_Input data:_

↓↓↓

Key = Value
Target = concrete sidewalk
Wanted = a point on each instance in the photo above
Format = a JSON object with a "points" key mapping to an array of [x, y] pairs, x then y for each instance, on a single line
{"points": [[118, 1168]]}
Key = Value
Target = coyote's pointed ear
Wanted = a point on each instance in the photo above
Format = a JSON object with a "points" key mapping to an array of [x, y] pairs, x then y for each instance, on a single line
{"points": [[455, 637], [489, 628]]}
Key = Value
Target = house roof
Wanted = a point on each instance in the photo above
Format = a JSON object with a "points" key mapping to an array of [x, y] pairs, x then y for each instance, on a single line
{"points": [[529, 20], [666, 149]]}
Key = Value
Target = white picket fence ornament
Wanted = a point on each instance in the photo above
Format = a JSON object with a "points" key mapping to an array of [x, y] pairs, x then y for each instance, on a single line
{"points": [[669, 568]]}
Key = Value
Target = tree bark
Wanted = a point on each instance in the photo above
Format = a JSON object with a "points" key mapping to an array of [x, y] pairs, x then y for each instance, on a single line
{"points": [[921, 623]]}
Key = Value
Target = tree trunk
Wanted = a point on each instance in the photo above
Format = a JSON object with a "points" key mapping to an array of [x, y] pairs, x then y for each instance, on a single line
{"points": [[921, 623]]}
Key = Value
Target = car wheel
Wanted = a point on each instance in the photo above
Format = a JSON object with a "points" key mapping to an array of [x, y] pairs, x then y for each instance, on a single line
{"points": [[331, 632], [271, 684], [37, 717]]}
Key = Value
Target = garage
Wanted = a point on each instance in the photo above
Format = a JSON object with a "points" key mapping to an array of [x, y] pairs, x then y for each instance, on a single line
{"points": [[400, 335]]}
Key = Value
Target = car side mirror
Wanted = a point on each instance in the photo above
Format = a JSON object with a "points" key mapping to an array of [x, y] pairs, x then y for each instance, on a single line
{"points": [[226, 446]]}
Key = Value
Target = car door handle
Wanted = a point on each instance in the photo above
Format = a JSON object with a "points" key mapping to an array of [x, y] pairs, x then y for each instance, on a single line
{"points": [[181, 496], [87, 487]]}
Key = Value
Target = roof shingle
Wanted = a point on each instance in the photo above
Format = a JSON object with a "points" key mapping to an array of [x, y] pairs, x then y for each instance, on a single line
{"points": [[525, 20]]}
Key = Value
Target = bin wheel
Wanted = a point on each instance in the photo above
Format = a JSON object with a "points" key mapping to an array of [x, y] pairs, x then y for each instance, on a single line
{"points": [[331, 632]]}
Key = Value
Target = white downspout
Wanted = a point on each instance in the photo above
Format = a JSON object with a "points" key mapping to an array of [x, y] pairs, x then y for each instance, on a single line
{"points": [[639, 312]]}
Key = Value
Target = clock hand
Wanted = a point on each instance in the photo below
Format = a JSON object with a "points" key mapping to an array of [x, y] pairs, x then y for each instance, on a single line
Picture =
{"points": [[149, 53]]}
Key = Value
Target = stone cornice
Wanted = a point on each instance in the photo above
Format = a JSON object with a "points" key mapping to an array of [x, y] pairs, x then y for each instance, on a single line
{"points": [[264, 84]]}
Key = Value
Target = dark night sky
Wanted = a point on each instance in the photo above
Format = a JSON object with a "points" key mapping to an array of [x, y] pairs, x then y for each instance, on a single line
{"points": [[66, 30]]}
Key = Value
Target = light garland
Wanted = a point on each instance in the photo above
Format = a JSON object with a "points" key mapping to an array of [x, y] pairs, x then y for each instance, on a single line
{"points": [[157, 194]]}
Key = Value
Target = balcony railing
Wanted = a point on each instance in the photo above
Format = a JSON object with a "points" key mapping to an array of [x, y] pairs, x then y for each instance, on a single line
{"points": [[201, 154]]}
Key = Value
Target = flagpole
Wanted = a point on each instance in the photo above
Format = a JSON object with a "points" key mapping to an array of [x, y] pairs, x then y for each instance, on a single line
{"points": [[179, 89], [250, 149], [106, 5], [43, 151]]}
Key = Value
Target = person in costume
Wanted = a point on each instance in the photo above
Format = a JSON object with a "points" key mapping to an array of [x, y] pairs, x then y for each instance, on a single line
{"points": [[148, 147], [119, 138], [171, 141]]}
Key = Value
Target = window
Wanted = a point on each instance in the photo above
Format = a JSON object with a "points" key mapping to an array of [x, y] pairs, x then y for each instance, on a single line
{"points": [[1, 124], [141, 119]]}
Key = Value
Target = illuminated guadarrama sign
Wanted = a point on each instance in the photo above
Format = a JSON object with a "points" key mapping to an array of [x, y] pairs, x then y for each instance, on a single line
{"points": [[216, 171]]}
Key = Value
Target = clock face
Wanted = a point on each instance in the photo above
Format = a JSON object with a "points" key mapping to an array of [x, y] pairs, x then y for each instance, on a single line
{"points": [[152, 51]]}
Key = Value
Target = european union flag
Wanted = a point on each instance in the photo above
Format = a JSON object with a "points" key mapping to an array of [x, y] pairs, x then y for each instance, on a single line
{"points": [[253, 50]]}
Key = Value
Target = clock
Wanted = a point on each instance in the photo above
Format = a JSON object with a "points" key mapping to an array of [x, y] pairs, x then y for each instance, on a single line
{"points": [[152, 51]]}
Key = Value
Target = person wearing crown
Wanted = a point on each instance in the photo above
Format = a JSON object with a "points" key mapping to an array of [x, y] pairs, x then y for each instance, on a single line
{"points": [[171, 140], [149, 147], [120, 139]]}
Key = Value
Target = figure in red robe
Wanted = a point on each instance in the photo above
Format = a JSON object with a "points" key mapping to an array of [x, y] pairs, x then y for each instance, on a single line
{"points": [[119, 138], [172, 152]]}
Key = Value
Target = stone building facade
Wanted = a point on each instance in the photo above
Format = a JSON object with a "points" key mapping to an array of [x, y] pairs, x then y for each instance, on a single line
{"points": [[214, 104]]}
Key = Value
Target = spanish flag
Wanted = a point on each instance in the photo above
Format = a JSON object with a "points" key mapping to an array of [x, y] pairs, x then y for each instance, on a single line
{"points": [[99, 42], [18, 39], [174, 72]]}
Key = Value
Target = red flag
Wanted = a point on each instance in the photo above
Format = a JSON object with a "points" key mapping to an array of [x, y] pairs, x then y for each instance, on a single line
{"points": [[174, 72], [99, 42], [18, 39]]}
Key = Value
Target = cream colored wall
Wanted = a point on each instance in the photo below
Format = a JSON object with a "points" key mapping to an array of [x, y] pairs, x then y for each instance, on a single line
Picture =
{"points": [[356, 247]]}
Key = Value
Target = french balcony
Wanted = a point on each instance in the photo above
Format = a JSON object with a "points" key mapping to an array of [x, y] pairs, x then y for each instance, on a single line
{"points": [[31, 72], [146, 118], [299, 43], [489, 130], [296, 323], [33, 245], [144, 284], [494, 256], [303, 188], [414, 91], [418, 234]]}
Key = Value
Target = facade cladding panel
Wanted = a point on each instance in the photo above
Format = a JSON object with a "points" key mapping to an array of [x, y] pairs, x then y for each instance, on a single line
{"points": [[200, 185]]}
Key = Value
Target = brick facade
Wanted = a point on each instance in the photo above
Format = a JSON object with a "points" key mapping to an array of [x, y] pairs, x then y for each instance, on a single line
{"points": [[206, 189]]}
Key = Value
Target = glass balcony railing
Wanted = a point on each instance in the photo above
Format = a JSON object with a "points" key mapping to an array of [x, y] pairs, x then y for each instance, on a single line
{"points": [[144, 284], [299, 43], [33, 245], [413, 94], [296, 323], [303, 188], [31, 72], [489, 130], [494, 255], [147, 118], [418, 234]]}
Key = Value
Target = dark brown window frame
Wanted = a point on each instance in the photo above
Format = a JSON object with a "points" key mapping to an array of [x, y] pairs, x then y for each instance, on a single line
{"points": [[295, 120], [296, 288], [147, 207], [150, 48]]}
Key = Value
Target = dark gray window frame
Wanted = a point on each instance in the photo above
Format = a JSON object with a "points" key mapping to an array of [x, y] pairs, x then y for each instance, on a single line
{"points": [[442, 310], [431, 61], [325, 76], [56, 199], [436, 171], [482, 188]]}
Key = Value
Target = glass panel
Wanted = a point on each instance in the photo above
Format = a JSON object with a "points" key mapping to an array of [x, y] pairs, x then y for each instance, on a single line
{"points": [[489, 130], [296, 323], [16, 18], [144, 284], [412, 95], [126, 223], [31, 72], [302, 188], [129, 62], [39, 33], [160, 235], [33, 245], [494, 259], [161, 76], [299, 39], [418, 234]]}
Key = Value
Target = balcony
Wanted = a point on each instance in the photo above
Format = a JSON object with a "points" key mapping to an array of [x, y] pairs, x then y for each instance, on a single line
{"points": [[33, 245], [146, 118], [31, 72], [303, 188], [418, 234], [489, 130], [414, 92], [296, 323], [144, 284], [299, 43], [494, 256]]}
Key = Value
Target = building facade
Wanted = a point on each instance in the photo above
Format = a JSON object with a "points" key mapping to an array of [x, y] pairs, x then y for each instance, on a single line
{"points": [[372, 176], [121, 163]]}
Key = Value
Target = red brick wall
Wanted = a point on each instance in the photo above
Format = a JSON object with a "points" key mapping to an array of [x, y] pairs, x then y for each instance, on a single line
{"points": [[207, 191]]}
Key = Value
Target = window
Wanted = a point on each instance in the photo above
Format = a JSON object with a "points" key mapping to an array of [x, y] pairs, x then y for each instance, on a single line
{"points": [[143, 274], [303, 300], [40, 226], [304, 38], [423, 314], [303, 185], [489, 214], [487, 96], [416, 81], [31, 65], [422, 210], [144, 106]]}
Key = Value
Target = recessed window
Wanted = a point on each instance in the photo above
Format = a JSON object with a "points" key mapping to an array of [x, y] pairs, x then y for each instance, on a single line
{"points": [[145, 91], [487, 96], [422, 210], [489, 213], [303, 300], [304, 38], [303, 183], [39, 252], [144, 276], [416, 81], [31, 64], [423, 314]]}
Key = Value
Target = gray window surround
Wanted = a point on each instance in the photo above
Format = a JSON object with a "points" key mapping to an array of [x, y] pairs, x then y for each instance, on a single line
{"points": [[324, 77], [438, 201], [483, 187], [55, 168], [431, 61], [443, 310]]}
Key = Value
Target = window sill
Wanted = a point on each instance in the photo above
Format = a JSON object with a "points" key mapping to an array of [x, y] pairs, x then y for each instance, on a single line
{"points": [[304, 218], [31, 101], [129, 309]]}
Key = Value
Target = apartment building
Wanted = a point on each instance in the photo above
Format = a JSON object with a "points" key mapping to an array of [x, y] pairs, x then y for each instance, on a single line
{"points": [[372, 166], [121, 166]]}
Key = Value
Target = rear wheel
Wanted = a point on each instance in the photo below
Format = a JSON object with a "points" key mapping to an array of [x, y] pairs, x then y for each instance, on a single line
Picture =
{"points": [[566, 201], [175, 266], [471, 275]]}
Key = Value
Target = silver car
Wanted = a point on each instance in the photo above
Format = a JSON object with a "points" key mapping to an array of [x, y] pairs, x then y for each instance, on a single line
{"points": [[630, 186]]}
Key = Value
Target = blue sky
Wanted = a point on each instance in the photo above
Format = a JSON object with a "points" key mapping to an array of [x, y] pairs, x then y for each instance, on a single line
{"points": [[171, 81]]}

↑↑↑

_What needs to be done:_
Go through the records and tally the lines that include "frame". Write only the number.

_Solution:_
2